* [What you should do]:
Reproduce the part of the text about furloughed federal workers and their utility bills between "He lives in" and "Tucson Electric Power.", inclusive.

* [Document section]:
--- START ---
Furloughed federal workers get utility help

Furloughed workers struggle to pay bills

TUCSON, AZ (Tucson News Now) - The partial government shutdown has now passed its 25th day, the longest ever.

It is bumping up against the 30-day billing cycle for most utilities including water, electricity and gas. It means for many workers, who have been struggling with paying for mortgage, medical and food, they can add utilities to the list.

Robert Clark has been working for the Census Bureau for the past ten years, was part of the 21-day, 2013 furlough, but says this one is different.

“No one knows when it might end,” he said. “No one expected it to last this long.”

He lives in a one bedroom apartment, but still faces an electric bill which, even in winter, approaches $100 a month.

So these days he is “trying to reduce my energy use, run the lights less, heater less.”

When it gets a bit chilly he says “I put on a long sleeve shirt and a sweater.”

Clark says he’s spending “less on everything” but says with utilities “there’s not really much I can do there.”

But there is something all furloughed workers can do thanks to Tucson Electric Power.

“We’re willing to work with them,” said Joe Barrios, a spokesman for the utility. "We can make special arrangements throughout the duration of the shutdown.”

According to Barrios, those who are facing a utility bill they can’t pay or if they are already in arrears, they can postpone payments. The number to call is (520)623-7711.
--- END ---
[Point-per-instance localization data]
--- START ---
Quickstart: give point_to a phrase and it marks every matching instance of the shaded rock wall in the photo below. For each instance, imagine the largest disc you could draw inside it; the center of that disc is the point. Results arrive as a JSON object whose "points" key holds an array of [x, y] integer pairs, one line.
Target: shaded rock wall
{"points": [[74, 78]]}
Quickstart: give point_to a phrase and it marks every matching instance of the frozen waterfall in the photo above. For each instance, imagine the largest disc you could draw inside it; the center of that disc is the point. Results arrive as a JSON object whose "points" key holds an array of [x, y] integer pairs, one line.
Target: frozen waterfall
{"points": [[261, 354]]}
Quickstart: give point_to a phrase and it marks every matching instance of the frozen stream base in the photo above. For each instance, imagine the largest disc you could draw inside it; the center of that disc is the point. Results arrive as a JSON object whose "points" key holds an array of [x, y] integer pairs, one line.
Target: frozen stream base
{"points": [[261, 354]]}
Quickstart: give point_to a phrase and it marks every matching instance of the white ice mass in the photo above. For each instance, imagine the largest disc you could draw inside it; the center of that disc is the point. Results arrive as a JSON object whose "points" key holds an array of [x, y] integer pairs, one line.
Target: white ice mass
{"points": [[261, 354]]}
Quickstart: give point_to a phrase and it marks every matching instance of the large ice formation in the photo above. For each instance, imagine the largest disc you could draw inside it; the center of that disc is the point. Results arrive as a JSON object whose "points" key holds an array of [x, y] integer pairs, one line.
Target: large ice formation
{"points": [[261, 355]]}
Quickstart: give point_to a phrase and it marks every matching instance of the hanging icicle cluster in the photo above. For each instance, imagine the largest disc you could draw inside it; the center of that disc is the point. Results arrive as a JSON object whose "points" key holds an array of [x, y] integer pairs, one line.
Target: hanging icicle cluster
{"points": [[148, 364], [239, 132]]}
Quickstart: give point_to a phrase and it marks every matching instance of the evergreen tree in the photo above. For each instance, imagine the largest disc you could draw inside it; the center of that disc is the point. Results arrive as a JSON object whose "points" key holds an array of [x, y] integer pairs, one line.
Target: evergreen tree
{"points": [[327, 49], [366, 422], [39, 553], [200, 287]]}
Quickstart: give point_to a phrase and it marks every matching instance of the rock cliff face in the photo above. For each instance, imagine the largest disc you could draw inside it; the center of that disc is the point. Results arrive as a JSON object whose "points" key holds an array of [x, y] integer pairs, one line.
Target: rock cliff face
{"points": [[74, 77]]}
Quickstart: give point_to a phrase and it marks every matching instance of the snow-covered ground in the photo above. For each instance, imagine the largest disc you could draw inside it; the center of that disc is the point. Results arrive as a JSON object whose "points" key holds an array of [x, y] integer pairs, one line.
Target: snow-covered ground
--- END ---
* [Completed exercise]:
He lives in a one bedroom apartment, but still faces an electric bill which, even in winter, approaches $100 a month.

So these days he is “trying to reduce my energy use, run the lights less, heater less.”

When it gets a bit chilly he says “I put on a long sleeve shirt and a sweater.”

Clark says he’s spending “less on everything” but says with utilities “there’s not really much I can do there.”

But there is something all furloughed workers can do thanks to Tucson Electric Power.